Beamte legten Rom lahm

Zehntausende italienische Staatsangestellte streikten gegen Stellenstreichungen im öffentlichen Dienst

  • Anna Maldini, Rom
  • Lesedauer: 2 Min.
Griechenland und Spanien machten in dieser Woche den Anfang. Nach der Sommerpause wird in Europa wieder gegen das Spardiktat demonstriert. Zehntausende Staatsangestellte haben am Freitag in Rom mit ihrem Streik das Protestwochenende eingeleitet.

· · · · ·

AUFGABE A: Fassen Sie den Absatz des Seitenauszugs, der mit „Griechenland und Spanien machten“ beginnt, als kurze Stichpunktliste zusammen, ohne die wesentlichen Fakten wegzulassen.
AUFGABE B:
Stimmen die folgenden Aussagen mit dem Seitenauszug überein? Antworten Sie jeweils mit Ja oder Nein und zitieren Sie die entscheidenden Worte wörtlich.
(i) Der Streik der Staatsangestellten fand am Freitag in Rom statt.
(ii) Italien machte in dieser Woche den Anfang der Proteste.
(iii) Die Lesedauer beträgt fünf Minuten.
AUFGABE C: Drucken Sie den Teil des Seitenauszugs unverändert ab, der mit den Worten „Beamte legten Rom“ beginnt und mit „das Protestwochenende eingeleitet.“ endet.

· · · · ·

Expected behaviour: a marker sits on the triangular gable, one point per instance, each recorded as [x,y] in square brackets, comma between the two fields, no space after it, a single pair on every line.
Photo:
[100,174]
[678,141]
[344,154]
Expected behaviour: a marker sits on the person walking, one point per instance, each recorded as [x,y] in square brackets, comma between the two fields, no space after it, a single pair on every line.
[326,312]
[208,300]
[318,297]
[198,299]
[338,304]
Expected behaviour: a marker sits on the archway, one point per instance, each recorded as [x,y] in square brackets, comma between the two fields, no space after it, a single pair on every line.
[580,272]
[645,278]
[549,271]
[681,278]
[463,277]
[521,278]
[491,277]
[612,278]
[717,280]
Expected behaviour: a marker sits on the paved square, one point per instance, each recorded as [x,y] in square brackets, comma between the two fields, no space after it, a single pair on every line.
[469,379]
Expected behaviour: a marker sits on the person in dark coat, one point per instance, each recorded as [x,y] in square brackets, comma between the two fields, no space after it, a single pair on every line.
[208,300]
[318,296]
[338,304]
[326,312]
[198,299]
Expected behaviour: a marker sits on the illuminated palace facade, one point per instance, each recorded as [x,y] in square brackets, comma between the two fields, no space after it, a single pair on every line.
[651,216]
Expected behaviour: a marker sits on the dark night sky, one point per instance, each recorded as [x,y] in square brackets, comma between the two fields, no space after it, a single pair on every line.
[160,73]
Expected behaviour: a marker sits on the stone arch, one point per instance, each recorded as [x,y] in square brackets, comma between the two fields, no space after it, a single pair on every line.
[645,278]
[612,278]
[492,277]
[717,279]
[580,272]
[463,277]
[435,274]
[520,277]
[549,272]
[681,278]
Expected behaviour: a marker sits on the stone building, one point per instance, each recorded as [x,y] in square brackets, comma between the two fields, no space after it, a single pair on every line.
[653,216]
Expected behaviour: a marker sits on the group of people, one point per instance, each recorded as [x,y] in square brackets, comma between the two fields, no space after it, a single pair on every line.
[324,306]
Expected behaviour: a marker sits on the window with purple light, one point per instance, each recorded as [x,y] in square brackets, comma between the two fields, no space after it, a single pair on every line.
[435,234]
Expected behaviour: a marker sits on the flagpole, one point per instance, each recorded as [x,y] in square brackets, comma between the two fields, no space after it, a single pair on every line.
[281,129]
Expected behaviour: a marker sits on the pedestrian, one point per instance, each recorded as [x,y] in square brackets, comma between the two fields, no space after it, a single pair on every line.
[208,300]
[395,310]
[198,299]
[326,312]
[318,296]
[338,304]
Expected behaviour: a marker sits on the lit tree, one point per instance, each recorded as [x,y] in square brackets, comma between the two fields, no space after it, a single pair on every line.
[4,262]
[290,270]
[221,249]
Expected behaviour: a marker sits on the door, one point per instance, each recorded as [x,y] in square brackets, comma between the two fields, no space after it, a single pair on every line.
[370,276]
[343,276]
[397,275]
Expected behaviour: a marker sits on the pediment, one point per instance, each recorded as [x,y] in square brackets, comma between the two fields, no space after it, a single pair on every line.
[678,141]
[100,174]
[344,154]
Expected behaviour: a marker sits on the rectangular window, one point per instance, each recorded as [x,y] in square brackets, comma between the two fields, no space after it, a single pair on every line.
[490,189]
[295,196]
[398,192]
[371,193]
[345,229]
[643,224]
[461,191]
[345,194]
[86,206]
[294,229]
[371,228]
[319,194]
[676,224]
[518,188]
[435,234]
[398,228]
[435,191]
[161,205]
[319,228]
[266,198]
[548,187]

· · · · ·

ANTWORTFELD A:
- Diese Woche Beginn in Griechenland und Spanien
- Nach der Sommerpause erneut Demonstrationen in Europa gegen das Spardiktat
- Freitag: Streik Zehntausender Staatsangestellter in Rom eröffnet das Protestwochenende

ANTWORTFELD B:
(i) Ja: „Zehntausende Staatsangestellte haben am Freitag in Rom mit ihrem Streik das Protestwochenende eingeleitet.“
(ii) Nein: „Griechenland und Spanien machten in dieser Woche den Anfang.“
(iii) Nein: „Lesedauer: 2 Min.“

ANTWORTFELD C:
Beamte legten Rom lahm

Zehntausende italienische Staatsangestellte streikten gegen Stellenstreichungen im öffentlichen Dienst

  • Anna Maldini, Rom
  • Lesedauer: 2 Min.
Griechenland und Spanien machten in dieser Woche den Anfang. Nach der Sommerpause wird in Europa wieder gegen das Spardiktat demonstriert. Zehntausende Staatsangestellte haben am Freitag in Rom mit ihrem Streik das Protestwochenende eingeleitet.